**Task details**
Transcribe exactly the lines from the one containing "Where can the lounge" through the end of the data, both included. Leave out pictures.

**Data shown**

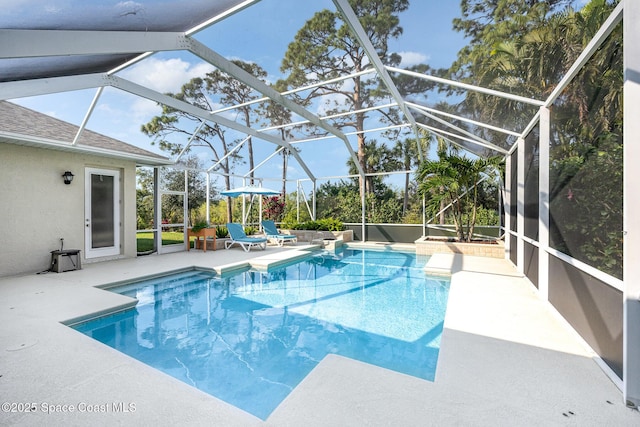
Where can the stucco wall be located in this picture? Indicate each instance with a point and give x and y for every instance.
(37, 208)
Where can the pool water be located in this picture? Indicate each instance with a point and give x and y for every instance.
(251, 337)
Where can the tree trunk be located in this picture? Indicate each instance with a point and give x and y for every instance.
(362, 159)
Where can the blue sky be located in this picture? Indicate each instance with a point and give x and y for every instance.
(260, 34)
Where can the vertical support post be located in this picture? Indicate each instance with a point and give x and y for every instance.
(185, 206)
(314, 200)
(631, 212)
(244, 204)
(543, 203)
(363, 201)
(298, 201)
(157, 211)
(507, 207)
(520, 205)
(208, 195)
(424, 215)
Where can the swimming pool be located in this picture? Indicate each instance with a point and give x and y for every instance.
(249, 338)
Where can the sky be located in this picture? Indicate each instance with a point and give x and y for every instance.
(261, 34)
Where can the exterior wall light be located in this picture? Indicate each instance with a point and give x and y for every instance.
(68, 177)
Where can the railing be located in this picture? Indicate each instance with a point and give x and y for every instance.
(409, 233)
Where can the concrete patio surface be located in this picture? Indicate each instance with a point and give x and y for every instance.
(506, 358)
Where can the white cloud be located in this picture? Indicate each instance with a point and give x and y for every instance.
(165, 75)
(412, 58)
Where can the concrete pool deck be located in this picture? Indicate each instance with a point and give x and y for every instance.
(506, 358)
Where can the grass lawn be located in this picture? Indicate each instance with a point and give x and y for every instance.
(145, 240)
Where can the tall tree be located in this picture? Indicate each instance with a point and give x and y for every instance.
(176, 123)
(324, 48)
(279, 116)
(234, 92)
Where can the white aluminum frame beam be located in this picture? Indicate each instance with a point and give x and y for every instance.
(591, 48)
(474, 139)
(469, 87)
(463, 119)
(144, 92)
(233, 70)
(356, 27)
(43, 43)
(300, 89)
(445, 135)
(35, 87)
(631, 209)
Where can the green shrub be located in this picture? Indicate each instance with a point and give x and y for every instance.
(199, 226)
(221, 232)
(249, 230)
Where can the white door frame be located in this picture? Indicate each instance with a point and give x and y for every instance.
(90, 251)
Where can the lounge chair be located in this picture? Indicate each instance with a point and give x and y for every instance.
(273, 234)
(238, 236)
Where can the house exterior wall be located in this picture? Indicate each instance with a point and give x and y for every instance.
(37, 208)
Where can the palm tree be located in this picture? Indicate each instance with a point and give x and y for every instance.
(452, 180)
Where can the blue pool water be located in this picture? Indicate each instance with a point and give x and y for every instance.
(251, 337)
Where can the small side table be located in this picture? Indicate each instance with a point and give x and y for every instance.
(204, 233)
(72, 254)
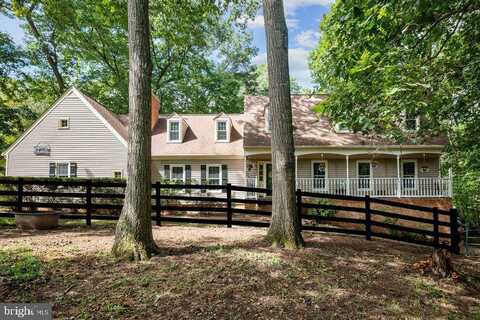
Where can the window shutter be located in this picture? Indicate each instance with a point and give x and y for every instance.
(73, 170)
(166, 172)
(224, 176)
(53, 169)
(188, 174)
(203, 176)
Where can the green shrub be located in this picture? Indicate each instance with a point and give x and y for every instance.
(322, 212)
(20, 266)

**Task answer**
Where can the lounge chair be located in this picture? Indicate each instance with a point and give x and y for every instance.
(273, 234)
(238, 236)
Where can the house exterior wall be located in this picture? Indicate each instance with a point and give x and y for every instance.
(37, 208)
Where can the palm tree be located in this picture? Indicate each instance with a point and give x and y for every instance.
(452, 180)
Where can the blue pool water be located in this picture? Indicate each instance with a point and give x and y for every instance.
(251, 337)
Where can the small side table be located in this picture? Indicate each instance with a point and give x and y for every instance.
(204, 233)
(72, 254)
Where can the window shutter be located in this picture? Indicate each instance with a point and give x and y for every instance.
(73, 170)
(166, 172)
(224, 176)
(53, 169)
(188, 174)
(203, 176)
Where can the green shrub be located in this picture? Indicate each instance with a point and give x and y for every instance.
(322, 212)
(20, 266)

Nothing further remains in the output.